___ Stored rows
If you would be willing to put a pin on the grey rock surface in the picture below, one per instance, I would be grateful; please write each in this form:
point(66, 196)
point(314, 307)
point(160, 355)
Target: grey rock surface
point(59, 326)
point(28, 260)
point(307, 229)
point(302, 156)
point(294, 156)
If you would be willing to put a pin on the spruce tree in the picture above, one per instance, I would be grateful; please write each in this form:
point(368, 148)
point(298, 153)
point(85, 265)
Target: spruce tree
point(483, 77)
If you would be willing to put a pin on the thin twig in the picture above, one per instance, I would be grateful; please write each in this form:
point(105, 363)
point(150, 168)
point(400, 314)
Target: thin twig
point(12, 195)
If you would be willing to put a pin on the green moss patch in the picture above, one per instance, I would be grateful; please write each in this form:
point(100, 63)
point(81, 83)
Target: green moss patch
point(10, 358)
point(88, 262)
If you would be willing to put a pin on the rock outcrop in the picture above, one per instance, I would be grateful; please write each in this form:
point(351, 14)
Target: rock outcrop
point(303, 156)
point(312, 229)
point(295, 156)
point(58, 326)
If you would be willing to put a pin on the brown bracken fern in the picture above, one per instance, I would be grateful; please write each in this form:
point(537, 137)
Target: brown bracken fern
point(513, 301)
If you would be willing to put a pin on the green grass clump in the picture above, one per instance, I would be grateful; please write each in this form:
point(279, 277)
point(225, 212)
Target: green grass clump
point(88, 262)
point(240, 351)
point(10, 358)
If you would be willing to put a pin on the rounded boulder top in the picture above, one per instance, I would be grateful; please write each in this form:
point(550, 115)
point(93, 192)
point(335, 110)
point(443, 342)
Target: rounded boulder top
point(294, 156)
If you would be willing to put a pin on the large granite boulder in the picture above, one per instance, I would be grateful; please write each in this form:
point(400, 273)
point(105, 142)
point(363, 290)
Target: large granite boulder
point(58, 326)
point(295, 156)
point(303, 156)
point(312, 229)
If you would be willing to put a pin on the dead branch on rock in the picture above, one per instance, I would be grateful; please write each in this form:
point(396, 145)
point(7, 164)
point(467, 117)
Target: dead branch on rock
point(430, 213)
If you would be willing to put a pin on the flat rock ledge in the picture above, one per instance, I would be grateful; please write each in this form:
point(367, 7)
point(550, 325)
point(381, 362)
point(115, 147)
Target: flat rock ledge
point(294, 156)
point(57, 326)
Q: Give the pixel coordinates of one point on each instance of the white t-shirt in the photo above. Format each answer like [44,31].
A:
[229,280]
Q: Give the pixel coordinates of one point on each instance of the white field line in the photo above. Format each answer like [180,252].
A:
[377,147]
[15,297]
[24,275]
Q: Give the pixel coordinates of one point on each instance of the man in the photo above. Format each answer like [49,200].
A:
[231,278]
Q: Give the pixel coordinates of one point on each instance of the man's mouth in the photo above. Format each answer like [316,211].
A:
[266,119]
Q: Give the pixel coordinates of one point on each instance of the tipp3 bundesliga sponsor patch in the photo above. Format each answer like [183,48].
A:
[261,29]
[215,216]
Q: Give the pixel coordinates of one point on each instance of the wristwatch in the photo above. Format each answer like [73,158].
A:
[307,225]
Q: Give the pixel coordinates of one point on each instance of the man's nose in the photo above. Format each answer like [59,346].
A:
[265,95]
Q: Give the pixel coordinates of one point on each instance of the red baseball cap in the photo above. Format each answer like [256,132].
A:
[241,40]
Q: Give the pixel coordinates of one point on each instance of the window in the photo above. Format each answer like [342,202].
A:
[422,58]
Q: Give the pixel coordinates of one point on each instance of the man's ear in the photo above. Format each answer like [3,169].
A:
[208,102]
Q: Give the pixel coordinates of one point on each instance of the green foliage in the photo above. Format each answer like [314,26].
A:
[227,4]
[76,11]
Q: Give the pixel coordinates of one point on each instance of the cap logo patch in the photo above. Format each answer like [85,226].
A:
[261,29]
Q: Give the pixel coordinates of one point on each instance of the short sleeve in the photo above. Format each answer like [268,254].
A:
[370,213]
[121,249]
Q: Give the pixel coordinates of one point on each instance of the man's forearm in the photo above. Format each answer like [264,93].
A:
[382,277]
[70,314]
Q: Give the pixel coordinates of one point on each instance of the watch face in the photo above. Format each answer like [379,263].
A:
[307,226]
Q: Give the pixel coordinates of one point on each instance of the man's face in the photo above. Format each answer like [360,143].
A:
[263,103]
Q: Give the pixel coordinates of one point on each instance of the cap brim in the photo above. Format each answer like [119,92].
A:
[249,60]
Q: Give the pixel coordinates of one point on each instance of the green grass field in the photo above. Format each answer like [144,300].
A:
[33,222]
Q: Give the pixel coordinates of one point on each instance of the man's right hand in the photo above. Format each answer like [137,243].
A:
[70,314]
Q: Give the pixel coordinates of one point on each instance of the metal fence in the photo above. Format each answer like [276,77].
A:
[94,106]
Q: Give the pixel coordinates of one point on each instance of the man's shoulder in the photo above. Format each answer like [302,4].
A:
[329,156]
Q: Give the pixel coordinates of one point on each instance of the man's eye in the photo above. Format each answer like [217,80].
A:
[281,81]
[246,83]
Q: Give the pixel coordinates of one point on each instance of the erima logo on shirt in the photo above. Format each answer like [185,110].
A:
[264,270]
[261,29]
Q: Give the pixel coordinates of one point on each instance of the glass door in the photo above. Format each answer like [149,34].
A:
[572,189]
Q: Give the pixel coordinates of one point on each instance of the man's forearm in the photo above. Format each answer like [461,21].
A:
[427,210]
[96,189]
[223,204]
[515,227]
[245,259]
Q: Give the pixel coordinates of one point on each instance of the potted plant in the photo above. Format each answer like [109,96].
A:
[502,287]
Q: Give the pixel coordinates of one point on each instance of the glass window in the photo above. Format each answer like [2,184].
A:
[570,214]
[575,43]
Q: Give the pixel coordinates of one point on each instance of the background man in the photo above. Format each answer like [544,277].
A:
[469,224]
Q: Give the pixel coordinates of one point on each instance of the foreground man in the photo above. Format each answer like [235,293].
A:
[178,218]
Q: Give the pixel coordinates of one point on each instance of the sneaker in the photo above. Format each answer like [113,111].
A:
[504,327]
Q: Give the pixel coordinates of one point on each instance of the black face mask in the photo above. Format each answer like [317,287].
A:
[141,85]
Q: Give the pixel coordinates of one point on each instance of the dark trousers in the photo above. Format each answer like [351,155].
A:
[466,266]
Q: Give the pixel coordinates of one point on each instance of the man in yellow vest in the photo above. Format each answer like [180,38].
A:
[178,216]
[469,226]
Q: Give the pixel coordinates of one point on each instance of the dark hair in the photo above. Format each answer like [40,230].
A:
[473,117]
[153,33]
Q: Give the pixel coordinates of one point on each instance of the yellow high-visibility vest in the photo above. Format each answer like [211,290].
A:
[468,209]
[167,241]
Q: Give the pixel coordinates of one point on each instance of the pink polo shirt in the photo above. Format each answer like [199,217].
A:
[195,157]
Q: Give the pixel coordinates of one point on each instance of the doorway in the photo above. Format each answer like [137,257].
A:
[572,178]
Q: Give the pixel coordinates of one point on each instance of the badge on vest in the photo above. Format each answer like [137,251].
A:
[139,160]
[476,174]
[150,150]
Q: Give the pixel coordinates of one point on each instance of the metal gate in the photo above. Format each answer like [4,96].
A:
______
Goal of the exercise:
Rescale the part that opens with the line containing "on the thin" and closes with the line containing "point(12, 195)", writing out every line of it again, requests included. Multiply each answer coordinate by 1.5 and round to a whole number, halves up, leaving the requests and their format samples unchanged.

Task answer:
If you would be willing to put a pin on the thin twig in the picture above, one per instance, I would be grateful; please write each in this form:
point(105, 363)
point(150, 168)
point(400, 314)
Target: thin twig
point(18, 293)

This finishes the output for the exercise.